- _Text shown_:

——————————

Editorial: Built on Trust – Czech Projects That Evolve, Not Erase
Across the Czech Focus, architecture and design share the same stance: evolve, not erase. The projects take what is given and move it forward with craft, clarity, and care. Materials are read closely, context is treated as a partner, and users are trusted. What follows is a compact survey of works that make it new and keep it true.
Architecture
Across the selected architectural projects, both new buildings and careful renewals respect and enrich the legacies that have shaped space, from socialist modernism to the grain of historic city cores and the traditions of rural settings. Architects work with high aesthetic standards and a precise sense of a place’s character. They tune light, structure, and material to shape atmosphere while safeguarding what communities recognise as their own. Taken together, these works show how existing contexts can be upgraded through invention and close attention to contemporary patterns of living and working.
Rather than erasing the past, the projects build on it. They treat structure as a resource, landscape as a partner, and public space as the true measure of architectural value. Clarity of construction, legible circulation, and climate-aware envelopes serve people first, from the intimacy of care environments to the scale of civic gathering.
What stands out is an attitude more than a style. This is architecture that extends trust back to users and to the places they inhabit.
At Křižík Pavilions by Výstaviště Praha, revitalisation preserves structural clarity and industrial character while turning unused roofs into public green terraces, renewing civic trust in a long neglected site.
Mjölk Architekti’s Forest Pool Liberec anchors a community revival with a modest timber, CLT and steel building that keeps the stone pool’s forest atmosphere while providing practical everyday facilities.

——————————

- _Tasks to carry out_:
**A.** Decide whether each statement agrees with the editorial on Czech architecture and design. Answer yes or no, and quote the words from the editorial that settle it. (i) The Křižík Pavilions revitalisation turns unused roofs into public green terraces. (ii) The building at Forest Pool Liberec is made of stone. (iii) The editorial says that what stands out across the projects is a shared style.
**B.** Pick up the editorial on Czech architecture and design after its last sentence and write what comes next.

- _Data section_:
——————————

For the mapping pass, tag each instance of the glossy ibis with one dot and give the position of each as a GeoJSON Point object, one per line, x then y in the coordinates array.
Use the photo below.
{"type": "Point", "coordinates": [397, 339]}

——————————

- _Responses for each task_:
**A.**
(i) Yes: "turning unused roofs into public green terraces"
(ii) No: "a modest timber, CLT and steel building"
(iii) No: "What stands out is an attitude more than a style."

**B.**
With CHYBIK + KRISTOF’s Jihlava Arena at the edge of the historic centre, connected volumes open plazas, paths and a rooftop track that extend city life through the day and the year.
AI Design’s Rohan Office Building uses a responsive glazed envelope with suspended external shades and orientation specific facade systems to shape light, views and comfort, producing an office rooted on Rohanské nábřeží rather than a generic type.
For ČTYŘSTĚN’s Children’s Hospice House for Juliet, a calm structure set in a natural amphitheatre around a quiet atrium organises care, family life and moments of solitude with measured materials and protected views.
Jan Žaloudek’s House Oskar reads as a compact chapel like volume in white stucco and fired tiles, where a vaulted main room, circular oculus, perforated masonry and deep niches tune light and privacy as the house settles into the Baroque garden.
Design
Across the selected design projects, you can feel the presence of the people behind them. Each piece is shaped with care and responsibility, from a concept that aligns with the company’s philosophy to a precise understanding of technologies, materials, and processes that are understood rather than merely applied. The work honours each brand’s origins and sustains a coherent language across collections. New products slip into the product identity and extend it naturally. Innovation enters production as an evolution of established practices. They are also, simply, good to look at: balanced and resolved. You can see that many careful eyes were on these products at every stage of making; they were given time and attention throughout.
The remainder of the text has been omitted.